**SUPPLIED TEXT**

--- start ---

[wan2.2] follow-up #12024

yiyixuxu · 2025-07-30T20:34:17Z

to use only high-noise stage/transformer, set boundary_ratio to be 0
to use only low-noise stage/transformer_2, set boundary_ratio to be 1

Two-Stage Denoising Loop

boundary_ratio = 0.9 (90%)

Timestep:     1000 ─────── 900 ──────────────────────────────► 0
Noise Level:  High ──────────────────────────────────────────► Low
                              │
                  boundary_timestep (0.9 * 1000 = 900)
                              │
              ┌───────────────┼─────────────────────────────────┐
              │               │                                 │
         HIGH NOISE STAGE  BOUNDARY              LOW NOISE STAGE
        (t >= 900)            │                   (t < 900)
              │               │                                 │
        Uses: transformer     │               Uses: transformer_2
        Scale: guidance_scale │               Scale: guidance_scale_2
              │               │                                 │
              └───────────────┼─────────────────────────────────┘
                              │

boundary_ratio = 1.0 (100% - Single Stage)

Timestep: 1000 ────────────────────────────────────────────► 0 Noise Level: High ────────────────────────────────────────────► Low

boundary_timestep (1.0 * 1000 = 1000) │ │ ┌─────────────────────────────────────────────────┐ │ │ │ │ │ LOW NOISE STAGE (ONLY) │ │ │ │ │ │ Uses: transformer_2 (only) │ │ │ Scale: guidance_scale_2 (only) │ │ │ │ │ └─────────────────────────────────────────────────┘

Stage Breakdown

boundary_ratio = 0.9

Stage	Timestep Range	Model Used	Guidance Scale	Duration
High Noise	`t >= 900`	`transformer`	`guidance_scale`	~10% of steps
Low Noise	`t < 900`	`transformer_2`	`guidance_scale_2`	~90% of steps

boundary_ratio = 1.0

Stage	Timestep Range	Model Used	Guidance Scale	Duration
High Noise	`t >= 1000` (never true)	N/A	N/A	0% of steps
Low Noise (Only)	`t < 1000` (always true)	`transformer_2`	`guidance_scale_2`	100% of steps

# wan 2.2 5b i2v slow test (using only low-noise stage transformer)
import torch
import numpy as np
from diffusers import WanImageToVideoPipeline, ModularPipeline
from diffusers.utils import export_to_video, load_image
import time


model_id = "Wan-AI/Wan2.2-I2V-A14B-Diffusers"
dtype = torch.bfloat16
device = "cuda:1"

pipe = WanImageToVideoPipeline.from_pretrained(model_id, torch_dtype=dtype, transformer=None, boundary_ratio=1.0)
pipe.to(device)


image_processor = ModularPipeline.from_pretrained("YiYiXu/WanImageProcessor14B", trust_remote_code=True)
image = image_processor(
    image="https://huggingface.co/datasets/YiYiXu/testing-images/resolve/main/wan_i2v_input.JPG",
    output="processed_image"
)

--- end ---

**YOUR TASK**
Using the Wan 2.2 follow-up above, say whether each statement agrees with it, answering yes or no and quoting the deciding words: (a) setting boundary_ratio to 0 runs only the low-noise stage; (b) with boundary_ratio at 0.9, the low-noise stage takes about 90% of the steps; (c) the script loads the pipeline with no first transformer and a boundary_ratio of 1.0.

**DATASET**
--- start ---

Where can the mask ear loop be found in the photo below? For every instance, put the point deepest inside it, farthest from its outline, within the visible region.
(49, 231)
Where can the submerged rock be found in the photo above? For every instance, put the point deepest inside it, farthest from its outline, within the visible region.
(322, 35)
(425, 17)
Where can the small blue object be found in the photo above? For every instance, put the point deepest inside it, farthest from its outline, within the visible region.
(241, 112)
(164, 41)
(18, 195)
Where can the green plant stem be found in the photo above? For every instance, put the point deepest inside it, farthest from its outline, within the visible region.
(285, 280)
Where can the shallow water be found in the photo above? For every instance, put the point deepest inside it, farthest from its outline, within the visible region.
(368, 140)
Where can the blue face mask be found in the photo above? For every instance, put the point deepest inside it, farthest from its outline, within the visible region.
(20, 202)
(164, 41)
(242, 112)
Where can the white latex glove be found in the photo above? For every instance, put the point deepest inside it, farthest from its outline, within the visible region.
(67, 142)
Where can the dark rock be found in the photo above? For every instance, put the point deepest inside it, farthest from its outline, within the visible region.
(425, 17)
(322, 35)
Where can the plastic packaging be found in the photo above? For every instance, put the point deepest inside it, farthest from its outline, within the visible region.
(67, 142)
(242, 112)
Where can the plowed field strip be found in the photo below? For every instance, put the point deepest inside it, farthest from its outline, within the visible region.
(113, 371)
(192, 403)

--- end ---
--- start ---

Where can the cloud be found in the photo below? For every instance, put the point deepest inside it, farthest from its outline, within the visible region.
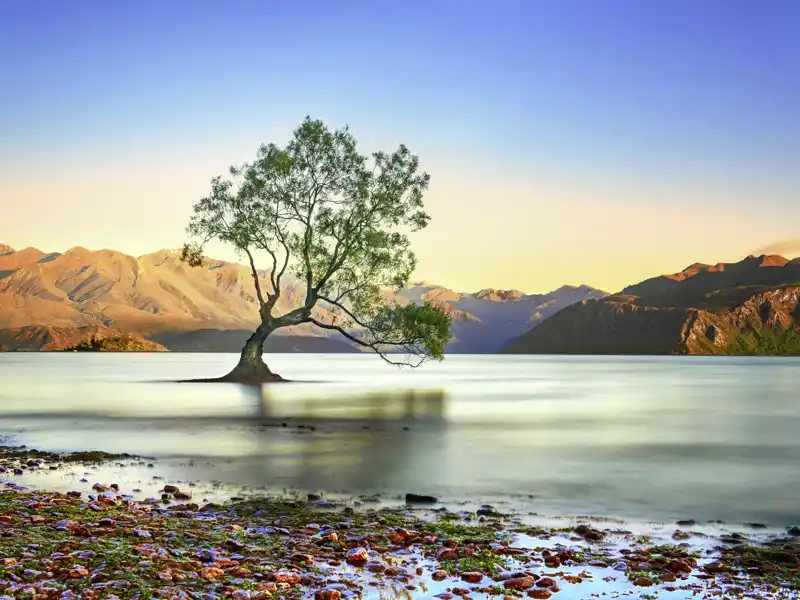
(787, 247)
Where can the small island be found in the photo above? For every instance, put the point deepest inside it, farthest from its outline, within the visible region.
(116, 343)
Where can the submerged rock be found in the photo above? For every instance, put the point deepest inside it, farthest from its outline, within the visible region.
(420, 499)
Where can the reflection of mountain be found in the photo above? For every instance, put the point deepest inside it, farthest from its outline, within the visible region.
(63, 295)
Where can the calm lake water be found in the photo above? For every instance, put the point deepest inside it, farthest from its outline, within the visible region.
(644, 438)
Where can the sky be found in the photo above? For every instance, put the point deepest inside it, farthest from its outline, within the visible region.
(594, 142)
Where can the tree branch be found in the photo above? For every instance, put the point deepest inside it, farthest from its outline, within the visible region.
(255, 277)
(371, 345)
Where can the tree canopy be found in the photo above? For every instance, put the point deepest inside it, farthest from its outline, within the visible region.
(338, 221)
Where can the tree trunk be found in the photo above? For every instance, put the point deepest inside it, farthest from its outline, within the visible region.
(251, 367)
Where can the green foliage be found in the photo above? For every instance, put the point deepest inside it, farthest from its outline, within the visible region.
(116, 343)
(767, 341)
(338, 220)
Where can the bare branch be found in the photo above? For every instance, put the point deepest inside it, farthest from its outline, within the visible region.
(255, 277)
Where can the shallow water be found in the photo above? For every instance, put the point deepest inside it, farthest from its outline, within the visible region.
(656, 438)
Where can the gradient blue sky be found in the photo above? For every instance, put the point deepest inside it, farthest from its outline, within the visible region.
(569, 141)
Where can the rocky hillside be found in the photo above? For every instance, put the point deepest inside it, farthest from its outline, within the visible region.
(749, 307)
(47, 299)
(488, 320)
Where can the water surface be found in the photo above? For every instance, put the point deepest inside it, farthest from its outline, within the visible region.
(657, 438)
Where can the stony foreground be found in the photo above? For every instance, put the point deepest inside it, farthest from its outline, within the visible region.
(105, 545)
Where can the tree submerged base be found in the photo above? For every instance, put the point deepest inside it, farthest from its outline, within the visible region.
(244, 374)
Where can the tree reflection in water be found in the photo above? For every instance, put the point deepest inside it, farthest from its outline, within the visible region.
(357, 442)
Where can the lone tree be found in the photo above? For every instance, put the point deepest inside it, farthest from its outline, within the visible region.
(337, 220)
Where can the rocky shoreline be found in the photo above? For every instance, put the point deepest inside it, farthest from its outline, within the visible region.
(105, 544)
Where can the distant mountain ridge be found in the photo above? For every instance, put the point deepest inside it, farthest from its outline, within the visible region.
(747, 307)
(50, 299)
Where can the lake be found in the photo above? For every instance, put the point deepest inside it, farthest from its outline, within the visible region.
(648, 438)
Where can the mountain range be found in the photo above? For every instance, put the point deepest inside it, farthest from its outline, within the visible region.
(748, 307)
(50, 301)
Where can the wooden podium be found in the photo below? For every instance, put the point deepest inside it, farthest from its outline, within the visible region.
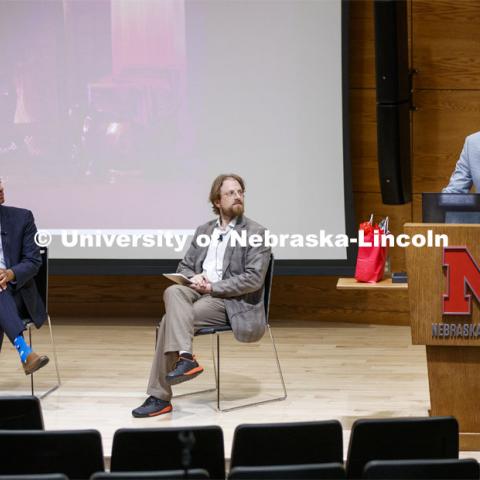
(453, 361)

--- end ---

**SOLUTION FOR THIS EXERCISE**
(a) No: "to use only high-noise stage/transformer, set boundary_ratio to be 0"
(b) Yes: "~90% of steps"
(c) Yes: "transformer=None, boundary_ratio=1.0"